Natural-language object grounding data:
[Start of Attachment]

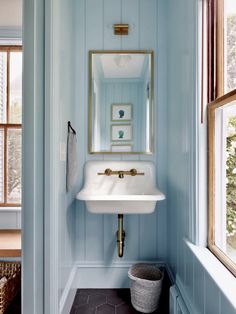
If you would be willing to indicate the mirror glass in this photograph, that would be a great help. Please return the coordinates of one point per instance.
(121, 102)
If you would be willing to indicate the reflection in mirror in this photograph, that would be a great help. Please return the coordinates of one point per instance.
(121, 102)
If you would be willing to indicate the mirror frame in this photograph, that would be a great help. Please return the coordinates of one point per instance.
(151, 113)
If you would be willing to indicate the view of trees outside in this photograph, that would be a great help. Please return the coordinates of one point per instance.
(230, 79)
(14, 135)
(231, 184)
(13, 153)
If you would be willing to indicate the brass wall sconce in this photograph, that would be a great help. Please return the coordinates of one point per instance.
(121, 29)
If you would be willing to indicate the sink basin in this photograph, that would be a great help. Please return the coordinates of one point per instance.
(136, 194)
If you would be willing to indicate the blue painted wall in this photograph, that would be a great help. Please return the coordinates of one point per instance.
(200, 290)
(96, 234)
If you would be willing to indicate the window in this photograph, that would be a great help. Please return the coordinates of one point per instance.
(10, 125)
(222, 130)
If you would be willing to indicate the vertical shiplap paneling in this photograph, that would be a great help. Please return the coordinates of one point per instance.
(94, 15)
(81, 125)
(160, 82)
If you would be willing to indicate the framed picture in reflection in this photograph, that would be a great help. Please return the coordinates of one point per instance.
(121, 112)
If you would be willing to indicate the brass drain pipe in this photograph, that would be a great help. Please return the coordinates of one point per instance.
(120, 236)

[End of Attachment]

Work to be completed |
Should the entries hold any pictures, please omit those and print the remaining text exactly.

Answer section |
If you would be willing to indicate the mirror glass in this photograph, that would be a great help. Please return the coordinates of one point per instance.
(121, 102)
If you would be willing to indicate the reflection in mirror in this photograph, that would be a great help. Please return the coordinates of one point per instance.
(121, 102)
If you would be willing to indicate the mirror frame in this photograph, that would be a great help. Please return the coordinates of one point per instance.
(151, 113)
If you would be willing to indicate the view of trees outside in this photograph, that would be a great help. Please return the coordinates of one point per instance.
(230, 79)
(14, 135)
(231, 184)
(13, 153)
If you would be willing to indicate the brass wall sconce in this photograph, that would be a great help. Please return the coordinates of one point per instance.
(121, 29)
If you would be willing to indicate the sink basin in this photograph, that would be a great help. Please return the coordinates of one point per instance.
(136, 194)
If you would be willing to indicate the blue painted wall in this photograph, that would be a great help. Please return the coordinates of one point per instance.
(200, 290)
(96, 234)
If you would be willing to indicate the window in this photograph, that would be a great help. Please return the coordinates of one point per instance.
(10, 125)
(222, 130)
If you would be willing to indicate the vertical shiplap paneling in this photograph, that would be a great help. Please return the coordinates of one point per instance.
(94, 15)
(81, 125)
(160, 82)
If you would be willing to indicate the framed picture in reflection in this photograph, that would be a great help. Please return the coordinates of one point per instance.
(121, 112)
If you would be willing to indicate the brass drain pipe in this photograph, that would be a great help. Please return the coordinates of one point per instance.
(120, 236)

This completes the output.